Problem: Nothing but the lines from the one containing "of the female" through the end of the entries below should be set down, each exactly as written.

Records supplied:
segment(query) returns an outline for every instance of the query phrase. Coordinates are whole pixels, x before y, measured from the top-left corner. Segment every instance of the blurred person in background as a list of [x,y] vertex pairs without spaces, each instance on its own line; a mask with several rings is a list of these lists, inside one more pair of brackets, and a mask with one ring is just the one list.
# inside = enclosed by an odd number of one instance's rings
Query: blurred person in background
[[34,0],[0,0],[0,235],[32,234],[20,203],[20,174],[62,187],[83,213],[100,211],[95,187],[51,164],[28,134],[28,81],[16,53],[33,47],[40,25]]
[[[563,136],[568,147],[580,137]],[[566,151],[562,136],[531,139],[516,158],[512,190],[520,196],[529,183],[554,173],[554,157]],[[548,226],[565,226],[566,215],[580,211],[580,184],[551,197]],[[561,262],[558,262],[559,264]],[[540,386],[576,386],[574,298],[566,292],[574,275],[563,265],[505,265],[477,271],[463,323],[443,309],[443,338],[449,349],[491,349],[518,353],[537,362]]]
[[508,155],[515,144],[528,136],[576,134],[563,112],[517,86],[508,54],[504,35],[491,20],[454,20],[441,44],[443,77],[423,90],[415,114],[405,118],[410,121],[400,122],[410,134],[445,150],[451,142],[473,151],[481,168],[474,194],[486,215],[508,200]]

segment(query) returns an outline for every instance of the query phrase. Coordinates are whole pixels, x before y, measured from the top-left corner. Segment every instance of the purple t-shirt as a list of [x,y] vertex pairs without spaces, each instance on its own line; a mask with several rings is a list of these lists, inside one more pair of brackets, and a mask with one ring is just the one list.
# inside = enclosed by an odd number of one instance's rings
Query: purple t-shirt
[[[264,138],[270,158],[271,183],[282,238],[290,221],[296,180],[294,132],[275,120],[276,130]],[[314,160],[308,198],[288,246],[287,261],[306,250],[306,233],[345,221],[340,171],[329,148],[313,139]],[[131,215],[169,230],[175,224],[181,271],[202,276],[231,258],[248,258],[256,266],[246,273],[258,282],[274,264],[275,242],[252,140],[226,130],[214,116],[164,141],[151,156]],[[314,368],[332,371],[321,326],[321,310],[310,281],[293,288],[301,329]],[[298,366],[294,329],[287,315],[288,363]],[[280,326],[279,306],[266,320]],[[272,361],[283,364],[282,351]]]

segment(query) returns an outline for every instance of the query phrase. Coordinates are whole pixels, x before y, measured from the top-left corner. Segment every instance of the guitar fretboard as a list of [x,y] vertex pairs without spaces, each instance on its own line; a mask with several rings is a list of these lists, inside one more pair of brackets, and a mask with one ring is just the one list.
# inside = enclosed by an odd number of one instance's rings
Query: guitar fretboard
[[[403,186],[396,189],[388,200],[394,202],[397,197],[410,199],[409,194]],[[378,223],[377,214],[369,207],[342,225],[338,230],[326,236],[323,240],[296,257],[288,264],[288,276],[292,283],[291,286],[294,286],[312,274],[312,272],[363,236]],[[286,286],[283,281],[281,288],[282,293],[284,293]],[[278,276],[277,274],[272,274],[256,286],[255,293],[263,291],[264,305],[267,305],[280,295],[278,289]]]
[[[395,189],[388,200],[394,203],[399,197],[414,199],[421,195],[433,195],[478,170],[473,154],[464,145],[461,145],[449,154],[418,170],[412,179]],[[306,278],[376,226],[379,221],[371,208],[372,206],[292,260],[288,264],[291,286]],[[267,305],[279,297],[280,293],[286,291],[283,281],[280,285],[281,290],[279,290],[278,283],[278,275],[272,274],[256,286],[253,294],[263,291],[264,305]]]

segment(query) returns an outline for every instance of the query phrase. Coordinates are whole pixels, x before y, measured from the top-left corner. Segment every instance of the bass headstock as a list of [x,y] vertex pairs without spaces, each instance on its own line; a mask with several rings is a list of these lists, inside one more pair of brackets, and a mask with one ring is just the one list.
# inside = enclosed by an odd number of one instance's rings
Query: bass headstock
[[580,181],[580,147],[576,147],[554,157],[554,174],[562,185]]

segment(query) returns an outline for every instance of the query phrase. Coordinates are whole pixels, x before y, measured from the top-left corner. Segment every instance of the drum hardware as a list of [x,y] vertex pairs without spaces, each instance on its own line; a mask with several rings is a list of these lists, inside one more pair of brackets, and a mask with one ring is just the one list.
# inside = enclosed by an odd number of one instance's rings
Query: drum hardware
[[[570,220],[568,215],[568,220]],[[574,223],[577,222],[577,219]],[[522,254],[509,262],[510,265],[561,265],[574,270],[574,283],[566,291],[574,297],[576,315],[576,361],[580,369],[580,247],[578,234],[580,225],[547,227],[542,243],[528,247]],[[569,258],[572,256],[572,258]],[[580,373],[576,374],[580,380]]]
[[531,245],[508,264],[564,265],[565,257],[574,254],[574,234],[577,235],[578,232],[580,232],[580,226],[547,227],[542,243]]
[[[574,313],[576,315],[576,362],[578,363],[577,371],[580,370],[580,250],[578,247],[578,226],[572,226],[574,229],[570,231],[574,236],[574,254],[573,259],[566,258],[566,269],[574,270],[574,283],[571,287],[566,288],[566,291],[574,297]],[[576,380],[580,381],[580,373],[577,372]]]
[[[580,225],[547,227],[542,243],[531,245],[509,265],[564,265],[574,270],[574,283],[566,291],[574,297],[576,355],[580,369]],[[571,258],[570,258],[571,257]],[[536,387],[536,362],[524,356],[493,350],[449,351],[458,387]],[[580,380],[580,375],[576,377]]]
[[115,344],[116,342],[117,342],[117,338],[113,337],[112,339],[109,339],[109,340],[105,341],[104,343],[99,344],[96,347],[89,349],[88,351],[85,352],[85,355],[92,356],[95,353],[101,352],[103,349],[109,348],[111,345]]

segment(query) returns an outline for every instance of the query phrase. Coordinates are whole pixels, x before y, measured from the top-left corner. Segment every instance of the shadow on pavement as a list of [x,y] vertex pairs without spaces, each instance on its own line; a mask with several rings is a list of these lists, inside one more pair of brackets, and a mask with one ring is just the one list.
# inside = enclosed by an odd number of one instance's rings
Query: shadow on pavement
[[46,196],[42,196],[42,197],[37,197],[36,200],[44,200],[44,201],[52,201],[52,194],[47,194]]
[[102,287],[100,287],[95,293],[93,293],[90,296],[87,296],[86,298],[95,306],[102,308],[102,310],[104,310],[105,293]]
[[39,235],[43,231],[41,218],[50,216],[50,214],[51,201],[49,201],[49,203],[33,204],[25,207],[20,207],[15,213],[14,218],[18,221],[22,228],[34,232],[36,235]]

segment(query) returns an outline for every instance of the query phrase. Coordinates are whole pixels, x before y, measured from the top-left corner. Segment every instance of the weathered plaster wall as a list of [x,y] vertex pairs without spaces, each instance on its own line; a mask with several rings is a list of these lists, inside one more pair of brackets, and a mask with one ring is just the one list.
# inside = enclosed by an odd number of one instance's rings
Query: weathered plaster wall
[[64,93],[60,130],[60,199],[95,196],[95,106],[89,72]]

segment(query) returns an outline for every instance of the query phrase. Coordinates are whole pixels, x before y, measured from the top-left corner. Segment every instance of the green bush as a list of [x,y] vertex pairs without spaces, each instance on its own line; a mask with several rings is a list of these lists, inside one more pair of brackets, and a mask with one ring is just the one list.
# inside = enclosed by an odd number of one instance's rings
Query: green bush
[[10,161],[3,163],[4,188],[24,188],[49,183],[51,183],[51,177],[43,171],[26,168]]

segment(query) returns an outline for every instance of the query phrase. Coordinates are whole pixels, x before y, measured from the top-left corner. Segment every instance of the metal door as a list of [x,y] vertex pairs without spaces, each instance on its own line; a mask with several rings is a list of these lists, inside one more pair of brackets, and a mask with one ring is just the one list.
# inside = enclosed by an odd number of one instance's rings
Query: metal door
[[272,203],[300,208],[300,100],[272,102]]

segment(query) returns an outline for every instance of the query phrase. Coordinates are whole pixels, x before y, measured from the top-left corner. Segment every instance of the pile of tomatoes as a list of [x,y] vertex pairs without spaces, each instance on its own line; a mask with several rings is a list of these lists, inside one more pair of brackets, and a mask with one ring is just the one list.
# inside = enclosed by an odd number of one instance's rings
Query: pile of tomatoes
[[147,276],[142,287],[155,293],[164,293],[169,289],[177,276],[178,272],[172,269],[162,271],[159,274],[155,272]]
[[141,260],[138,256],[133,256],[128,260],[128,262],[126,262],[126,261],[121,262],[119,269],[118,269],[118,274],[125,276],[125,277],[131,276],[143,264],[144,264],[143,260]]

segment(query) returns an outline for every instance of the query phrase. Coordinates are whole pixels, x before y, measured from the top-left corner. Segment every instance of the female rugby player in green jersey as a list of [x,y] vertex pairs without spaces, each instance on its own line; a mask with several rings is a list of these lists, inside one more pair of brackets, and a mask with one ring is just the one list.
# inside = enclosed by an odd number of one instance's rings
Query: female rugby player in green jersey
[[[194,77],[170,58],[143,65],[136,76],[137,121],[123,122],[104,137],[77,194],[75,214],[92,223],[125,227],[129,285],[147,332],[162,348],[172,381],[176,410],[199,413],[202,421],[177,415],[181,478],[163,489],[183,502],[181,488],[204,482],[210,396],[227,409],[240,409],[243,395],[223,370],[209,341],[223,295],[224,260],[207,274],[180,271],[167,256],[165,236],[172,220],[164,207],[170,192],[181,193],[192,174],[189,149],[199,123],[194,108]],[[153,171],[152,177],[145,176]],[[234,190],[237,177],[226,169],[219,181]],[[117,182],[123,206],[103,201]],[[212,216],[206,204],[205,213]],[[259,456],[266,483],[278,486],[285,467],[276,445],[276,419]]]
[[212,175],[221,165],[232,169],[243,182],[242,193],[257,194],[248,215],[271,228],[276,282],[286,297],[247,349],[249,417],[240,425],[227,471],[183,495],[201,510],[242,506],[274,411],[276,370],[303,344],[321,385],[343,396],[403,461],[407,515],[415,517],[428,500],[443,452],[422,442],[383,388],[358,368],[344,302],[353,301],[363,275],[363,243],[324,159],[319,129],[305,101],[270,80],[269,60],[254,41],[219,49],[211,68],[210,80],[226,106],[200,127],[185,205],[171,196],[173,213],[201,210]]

Output below:
segment(query) returns an outline for every instance of the query phrase. Coordinates are whole pixels, x before y, measured from the top-left corner. Segment every instance of the female rugby player in green jersey as a list of [x,y] vertex pairs without spaces, each instance on its own line; a mask with several rings is a list of these lists, inside one more pair of brackets, and a mask with one ring is just the one list.
# inside = enclosed by an odd number of one instance's rings
Query: female rugby player in green jersey
[[[194,77],[170,58],[143,65],[136,76],[137,121],[123,122],[104,137],[77,194],[75,214],[92,223],[125,227],[129,285],[147,332],[162,348],[172,381],[176,410],[199,413],[202,421],[177,415],[181,478],[163,489],[183,502],[181,488],[204,482],[210,396],[227,409],[240,409],[243,395],[223,370],[209,341],[223,295],[224,260],[207,274],[180,271],[167,256],[165,236],[172,220],[164,207],[170,192],[181,193],[192,174],[189,149],[199,123],[194,108]],[[153,171],[152,177],[145,176]],[[234,190],[237,177],[226,169],[219,181]],[[117,182],[123,206],[103,201]],[[212,216],[206,204],[205,213]],[[259,456],[266,483],[278,486],[285,467],[276,445],[276,419]]]
[[212,175],[221,165],[232,169],[243,182],[242,193],[257,194],[248,215],[271,228],[276,282],[286,297],[247,349],[249,417],[240,425],[227,471],[183,495],[201,510],[242,506],[274,411],[276,370],[303,344],[321,385],[343,396],[403,461],[407,515],[415,517],[428,500],[443,452],[422,442],[383,388],[358,368],[344,302],[353,301],[363,275],[363,243],[324,159],[319,129],[305,101],[270,80],[269,60],[254,41],[219,49],[211,68],[210,80],[226,106],[200,127],[185,205],[171,196],[173,213],[201,210]]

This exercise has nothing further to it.